:: The records
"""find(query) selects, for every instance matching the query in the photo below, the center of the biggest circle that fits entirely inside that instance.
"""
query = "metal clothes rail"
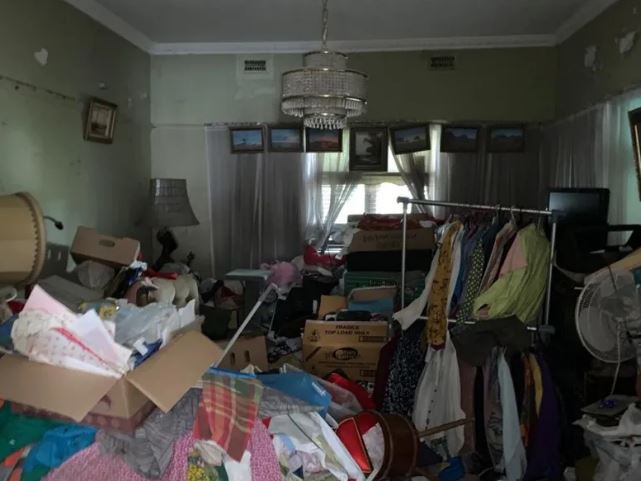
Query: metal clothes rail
(554, 215)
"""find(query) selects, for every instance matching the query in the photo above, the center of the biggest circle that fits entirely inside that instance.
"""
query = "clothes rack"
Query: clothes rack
(553, 215)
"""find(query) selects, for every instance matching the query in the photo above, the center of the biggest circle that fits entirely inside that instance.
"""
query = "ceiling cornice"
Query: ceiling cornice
(390, 45)
(114, 23)
(588, 12)
(105, 17)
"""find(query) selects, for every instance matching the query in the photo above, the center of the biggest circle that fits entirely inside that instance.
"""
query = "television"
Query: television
(580, 205)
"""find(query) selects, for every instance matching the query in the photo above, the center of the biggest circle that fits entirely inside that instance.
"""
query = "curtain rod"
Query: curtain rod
(439, 203)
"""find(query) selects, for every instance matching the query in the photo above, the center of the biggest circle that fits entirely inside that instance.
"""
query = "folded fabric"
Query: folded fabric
(56, 447)
(299, 385)
(92, 464)
(474, 343)
(18, 431)
(149, 451)
(227, 412)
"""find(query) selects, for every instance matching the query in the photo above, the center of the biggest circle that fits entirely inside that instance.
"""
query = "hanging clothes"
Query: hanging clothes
(438, 396)
(514, 460)
(405, 371)
(440, 294)
(520, 289)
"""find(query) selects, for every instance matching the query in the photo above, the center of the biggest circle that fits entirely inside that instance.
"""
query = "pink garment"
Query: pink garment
(92, 464)
(264, 463)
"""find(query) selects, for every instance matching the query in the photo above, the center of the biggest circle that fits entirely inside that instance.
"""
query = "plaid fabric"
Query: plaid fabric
(227, 412)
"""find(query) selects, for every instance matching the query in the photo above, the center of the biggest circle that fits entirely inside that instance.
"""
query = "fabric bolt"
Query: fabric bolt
(438, 396)
(493, 410)
(227, 412)
(55, 448)
(544, 453)
(494, 262)
(149, 451)
(264, 462)
(383, 371)
(439, 296)
(17, 431)
(93, 464)
(475, 342)
(473, 282)
(519, 292)
(405, 371)
(514, 460)
(537, 378)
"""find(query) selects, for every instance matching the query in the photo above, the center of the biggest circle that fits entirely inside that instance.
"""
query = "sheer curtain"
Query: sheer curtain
(256, 215)
(508, 179)
(594, 149)
(326, 175)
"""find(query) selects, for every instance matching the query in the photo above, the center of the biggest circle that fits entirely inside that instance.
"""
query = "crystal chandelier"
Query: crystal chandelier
(324, 93)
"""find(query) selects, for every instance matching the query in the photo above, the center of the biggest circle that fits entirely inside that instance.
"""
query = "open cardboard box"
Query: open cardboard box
(162, 381)
(353, 347)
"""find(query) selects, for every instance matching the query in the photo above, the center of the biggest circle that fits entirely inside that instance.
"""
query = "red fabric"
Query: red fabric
(313, 258)
(356, 389)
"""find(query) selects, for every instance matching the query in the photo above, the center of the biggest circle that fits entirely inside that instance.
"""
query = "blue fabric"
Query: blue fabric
(152, 348)
(299, 385)
(58, 445)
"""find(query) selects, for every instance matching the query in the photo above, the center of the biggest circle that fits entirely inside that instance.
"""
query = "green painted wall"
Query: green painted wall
(580, 87)
(41, 146)
(500, 84)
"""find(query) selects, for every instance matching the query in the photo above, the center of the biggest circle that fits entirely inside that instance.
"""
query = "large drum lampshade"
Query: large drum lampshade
(23, 239)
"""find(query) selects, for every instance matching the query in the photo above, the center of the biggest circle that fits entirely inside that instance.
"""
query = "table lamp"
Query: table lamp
(169, 207)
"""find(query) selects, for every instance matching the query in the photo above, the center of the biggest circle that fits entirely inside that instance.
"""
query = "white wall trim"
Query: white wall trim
(588, 12)
(104, 16)
(113, 22)
(391, 45)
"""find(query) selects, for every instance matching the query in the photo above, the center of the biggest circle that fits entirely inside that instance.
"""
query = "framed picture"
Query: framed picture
(246, 140)
(508, 138)
(286, 139)
(368, 149)
(100, 122)
(406, 140)
(459, 139)
(635, 128)
(320, 140)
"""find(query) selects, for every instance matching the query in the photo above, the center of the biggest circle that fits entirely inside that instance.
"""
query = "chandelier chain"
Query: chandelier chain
(325, 23)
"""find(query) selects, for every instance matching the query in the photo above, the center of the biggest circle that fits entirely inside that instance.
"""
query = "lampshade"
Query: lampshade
(169, 204)
(23, 239)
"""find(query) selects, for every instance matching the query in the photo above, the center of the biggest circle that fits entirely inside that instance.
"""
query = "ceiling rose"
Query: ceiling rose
(324, 93)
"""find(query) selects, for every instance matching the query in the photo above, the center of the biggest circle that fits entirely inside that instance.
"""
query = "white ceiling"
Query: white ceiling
(235, 26)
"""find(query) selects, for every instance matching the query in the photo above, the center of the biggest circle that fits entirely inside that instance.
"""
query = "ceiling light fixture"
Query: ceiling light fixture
(324, 93)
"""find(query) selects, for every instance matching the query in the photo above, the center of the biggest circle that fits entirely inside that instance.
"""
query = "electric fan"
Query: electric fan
(606, 303)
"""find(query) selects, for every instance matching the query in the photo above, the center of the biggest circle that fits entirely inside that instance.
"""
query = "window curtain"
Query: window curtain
(594, 149)
(256, 210)
(509, 179)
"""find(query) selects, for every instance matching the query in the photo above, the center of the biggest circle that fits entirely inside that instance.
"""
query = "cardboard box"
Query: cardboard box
(247, 350)
(162, 380)
(353, 347)
(392, 240)
(115, 252)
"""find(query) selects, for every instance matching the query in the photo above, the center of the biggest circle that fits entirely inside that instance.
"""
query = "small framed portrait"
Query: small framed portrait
(246, 140)
(635, 128)
(100, 122)
(368, 149)
(406, 140)
(456, 139)
(506, 138)
(323, 140)
(286, 139)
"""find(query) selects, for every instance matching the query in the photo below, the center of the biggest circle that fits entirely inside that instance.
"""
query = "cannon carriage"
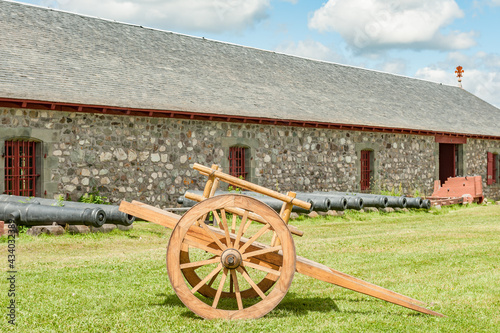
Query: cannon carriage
(243, 268)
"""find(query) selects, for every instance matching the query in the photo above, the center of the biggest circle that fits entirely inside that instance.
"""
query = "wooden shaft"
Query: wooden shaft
(239, 211)
(210, 182)
(285, 212)
(250, 186)
(304, 266)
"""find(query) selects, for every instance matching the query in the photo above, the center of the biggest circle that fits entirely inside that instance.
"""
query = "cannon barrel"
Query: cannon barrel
(113, 215)
(31, 214)
(319, 203)
(375, 201)
(356, 203)
(271, 202)
(392, 201)
(338, 203)
(426, 204)
(414, 202)
(396, 202)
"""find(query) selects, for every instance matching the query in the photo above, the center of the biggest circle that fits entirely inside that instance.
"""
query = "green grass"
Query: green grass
(117, 282)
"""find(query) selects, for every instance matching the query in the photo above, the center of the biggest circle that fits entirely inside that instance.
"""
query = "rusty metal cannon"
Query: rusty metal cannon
(30, 214)
(113, 215)
(243, 268)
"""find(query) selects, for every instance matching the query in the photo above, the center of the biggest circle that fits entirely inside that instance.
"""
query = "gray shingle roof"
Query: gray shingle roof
(56, 56)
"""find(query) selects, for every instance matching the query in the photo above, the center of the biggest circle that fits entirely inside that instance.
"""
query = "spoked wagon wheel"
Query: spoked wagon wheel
(231, 260)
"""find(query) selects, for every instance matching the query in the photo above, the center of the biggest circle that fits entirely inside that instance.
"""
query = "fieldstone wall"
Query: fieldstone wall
(150, 159)
(476, 160)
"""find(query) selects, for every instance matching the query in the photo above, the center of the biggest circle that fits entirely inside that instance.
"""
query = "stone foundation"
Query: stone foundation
(150, 159)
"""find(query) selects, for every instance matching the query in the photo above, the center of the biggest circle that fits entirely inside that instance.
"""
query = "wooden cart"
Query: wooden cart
(224, 272)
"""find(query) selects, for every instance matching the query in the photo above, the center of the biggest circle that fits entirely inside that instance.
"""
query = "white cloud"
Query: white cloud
(210, 16)
(372, 24)
(481, 74)
(309, 49)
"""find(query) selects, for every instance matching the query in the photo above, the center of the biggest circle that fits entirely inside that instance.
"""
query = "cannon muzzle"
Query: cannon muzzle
(31, 214)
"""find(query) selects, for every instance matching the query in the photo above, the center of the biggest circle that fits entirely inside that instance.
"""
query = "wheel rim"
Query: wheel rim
(236, 260)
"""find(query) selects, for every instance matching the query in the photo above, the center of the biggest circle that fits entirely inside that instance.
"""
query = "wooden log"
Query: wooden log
(250, 186)
(238, 211)
(304, 266)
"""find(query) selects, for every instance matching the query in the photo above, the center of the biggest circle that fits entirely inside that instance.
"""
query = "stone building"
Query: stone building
(89, 103)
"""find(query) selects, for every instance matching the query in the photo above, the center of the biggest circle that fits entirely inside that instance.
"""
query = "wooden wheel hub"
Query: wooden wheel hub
(231, 258)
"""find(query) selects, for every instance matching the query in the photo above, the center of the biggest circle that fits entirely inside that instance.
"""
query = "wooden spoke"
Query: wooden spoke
(212, 280)
(208, 277)
(187, 239)
(234, 278)
(216, 217)
(197, 264)
(219, 290)
(247, 225)
(259, 252)
(233, 226)
(262, 231)
(214, 236)
(261, 268)
(226, 229)
(231, 284)
(240, 230)
(250, 281)
(202, 247)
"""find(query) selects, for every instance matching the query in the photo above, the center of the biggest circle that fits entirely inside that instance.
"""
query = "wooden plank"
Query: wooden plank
(251, 187)
(238, 211)
(304, 266)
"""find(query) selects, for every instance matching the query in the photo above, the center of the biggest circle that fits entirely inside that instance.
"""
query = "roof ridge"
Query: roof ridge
(224, 42)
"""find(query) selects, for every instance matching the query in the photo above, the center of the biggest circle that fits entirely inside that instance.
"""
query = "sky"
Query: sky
(424, 39)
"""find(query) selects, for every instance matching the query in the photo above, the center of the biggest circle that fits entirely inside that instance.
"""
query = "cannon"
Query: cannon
(271, 202)
(244, 267)
(113, 214)
(414, 202)
(31, 214)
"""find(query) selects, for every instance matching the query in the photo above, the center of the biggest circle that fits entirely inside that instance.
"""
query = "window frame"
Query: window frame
(21, 167)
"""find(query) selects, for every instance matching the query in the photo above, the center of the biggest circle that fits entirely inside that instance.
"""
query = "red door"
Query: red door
(446, 161)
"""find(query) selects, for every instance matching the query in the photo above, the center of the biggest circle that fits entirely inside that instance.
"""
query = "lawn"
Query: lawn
(117, 282)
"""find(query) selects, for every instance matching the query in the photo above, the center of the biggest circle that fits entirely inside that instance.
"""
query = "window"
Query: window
(20, 168)
(366, 169)
(237, 162)
(492, 172)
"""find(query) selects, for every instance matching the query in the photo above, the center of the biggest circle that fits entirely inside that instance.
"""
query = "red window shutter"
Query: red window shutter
(237, 162)
(365, 170)
(20, 168)
(490, 177)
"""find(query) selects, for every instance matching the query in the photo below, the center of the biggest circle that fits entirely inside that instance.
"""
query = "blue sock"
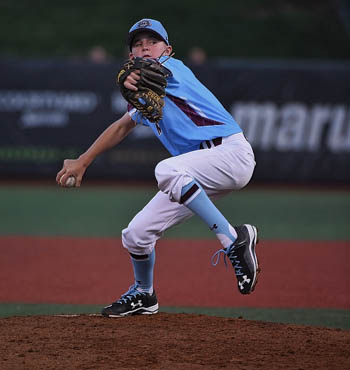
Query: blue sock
(143, 271)
(196, 199)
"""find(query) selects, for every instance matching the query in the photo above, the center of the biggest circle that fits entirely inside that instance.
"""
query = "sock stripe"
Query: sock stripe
(189, 193)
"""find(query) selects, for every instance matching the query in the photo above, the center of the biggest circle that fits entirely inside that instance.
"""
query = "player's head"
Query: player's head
(152, 30)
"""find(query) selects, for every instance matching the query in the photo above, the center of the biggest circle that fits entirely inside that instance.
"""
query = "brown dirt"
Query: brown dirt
(74, 270)
(97, 271)
(167, 341)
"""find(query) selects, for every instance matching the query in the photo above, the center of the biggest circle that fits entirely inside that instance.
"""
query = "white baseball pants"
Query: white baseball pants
(219, 170)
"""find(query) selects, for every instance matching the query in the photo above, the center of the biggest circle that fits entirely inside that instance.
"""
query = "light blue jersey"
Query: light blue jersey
(191, 114)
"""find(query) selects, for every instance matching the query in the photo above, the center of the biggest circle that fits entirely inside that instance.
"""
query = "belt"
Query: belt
(210, 143)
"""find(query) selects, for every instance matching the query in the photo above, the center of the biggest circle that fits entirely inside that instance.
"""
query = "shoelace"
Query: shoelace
(131, 293)
(231, 256)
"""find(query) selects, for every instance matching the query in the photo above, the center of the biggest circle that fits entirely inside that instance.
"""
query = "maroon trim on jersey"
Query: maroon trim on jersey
(192, 114)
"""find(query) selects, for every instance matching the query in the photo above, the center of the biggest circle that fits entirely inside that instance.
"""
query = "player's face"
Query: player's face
(147, 46)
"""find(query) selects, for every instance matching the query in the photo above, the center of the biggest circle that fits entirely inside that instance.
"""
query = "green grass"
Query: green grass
(245, 29)
(330, 318)
(105, 211)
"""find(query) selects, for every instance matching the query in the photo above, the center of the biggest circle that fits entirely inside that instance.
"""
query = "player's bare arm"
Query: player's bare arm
(112, 136)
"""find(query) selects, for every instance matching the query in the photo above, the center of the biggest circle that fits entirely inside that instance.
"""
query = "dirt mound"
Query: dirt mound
(167, 341)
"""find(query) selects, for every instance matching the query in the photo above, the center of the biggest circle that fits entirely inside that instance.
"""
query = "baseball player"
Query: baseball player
(210, 158)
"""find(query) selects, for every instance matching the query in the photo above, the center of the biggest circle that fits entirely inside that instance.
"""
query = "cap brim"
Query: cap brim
(133, 34)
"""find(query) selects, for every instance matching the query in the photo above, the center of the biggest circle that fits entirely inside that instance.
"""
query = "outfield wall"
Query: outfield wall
(295, 114)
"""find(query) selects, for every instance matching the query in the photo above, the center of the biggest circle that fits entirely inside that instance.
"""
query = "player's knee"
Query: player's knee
::::
◆ **Problem requirements**: Which lines of the listing above contain the word "large"? Copy out each of those lines, leaving out all the others.

◆ **Answer to this task**:
query = "large drum lampshade"
Query: large drum lampshade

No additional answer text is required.